### INSTRUCTIONS TO FOLLOW
Identify each line of the items that contains the string "phrase" and copy those lines. Letter case matters.

━━━━━ EXTRACTED DATA

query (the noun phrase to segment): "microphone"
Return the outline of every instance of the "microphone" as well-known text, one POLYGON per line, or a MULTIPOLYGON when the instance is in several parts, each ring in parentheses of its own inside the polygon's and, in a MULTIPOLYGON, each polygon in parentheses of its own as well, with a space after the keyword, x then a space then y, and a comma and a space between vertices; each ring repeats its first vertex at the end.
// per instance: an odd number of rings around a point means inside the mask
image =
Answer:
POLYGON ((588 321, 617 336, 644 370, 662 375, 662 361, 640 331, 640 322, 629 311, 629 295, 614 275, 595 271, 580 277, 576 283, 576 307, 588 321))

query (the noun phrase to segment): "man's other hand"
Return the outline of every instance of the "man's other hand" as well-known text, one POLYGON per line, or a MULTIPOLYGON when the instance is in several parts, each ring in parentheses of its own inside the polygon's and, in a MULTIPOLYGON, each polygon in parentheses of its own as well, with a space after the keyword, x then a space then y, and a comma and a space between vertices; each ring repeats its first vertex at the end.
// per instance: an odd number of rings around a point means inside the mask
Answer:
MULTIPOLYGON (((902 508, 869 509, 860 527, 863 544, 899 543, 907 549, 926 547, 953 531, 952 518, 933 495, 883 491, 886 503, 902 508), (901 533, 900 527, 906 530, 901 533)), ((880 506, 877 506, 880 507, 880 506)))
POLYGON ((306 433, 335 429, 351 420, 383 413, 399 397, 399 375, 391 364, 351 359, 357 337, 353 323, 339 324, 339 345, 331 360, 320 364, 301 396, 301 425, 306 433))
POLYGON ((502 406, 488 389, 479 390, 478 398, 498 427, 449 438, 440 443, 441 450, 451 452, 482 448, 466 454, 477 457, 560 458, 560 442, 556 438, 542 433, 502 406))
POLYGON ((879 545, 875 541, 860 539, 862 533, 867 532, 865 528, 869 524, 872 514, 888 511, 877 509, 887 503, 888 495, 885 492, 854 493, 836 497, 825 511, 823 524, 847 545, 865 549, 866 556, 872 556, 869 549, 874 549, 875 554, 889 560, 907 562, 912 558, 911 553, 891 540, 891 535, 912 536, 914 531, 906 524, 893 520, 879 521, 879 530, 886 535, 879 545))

━━━━━━━━━━

### RESULT
query (the noun phrase to segment): "microphone"
query (the noun phrase to segment): "man's other hand"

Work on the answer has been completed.